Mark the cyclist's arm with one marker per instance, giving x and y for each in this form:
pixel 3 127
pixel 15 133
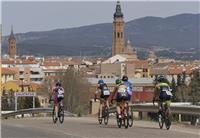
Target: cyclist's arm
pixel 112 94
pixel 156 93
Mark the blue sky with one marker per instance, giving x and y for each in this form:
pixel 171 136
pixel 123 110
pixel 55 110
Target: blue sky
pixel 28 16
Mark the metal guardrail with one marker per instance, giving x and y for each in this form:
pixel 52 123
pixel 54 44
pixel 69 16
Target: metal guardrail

————

• _Work task_: Take the lines from the start of the entries through the line containing "pixel 54 44" and set them down exactly, leaving out every picture.

• _Reply_:
Mark the cyclist's arm with one marker per instance, giving x and y for each in this form:
pixel 3 127
pixel 15 133
Target: cyclist's arm
pixel 112 94
pixel 156 93
Mark the blue sky with one marker per instance, giving x and y for each in this form:
pixel 171 136
pixel 123 110
pixel 55 110
Target: blue sky
pixel 28 16
Mark the metal guardrail with one marker per instance, giving x and y for each in this form:
pixel 52 123
pixel 54 44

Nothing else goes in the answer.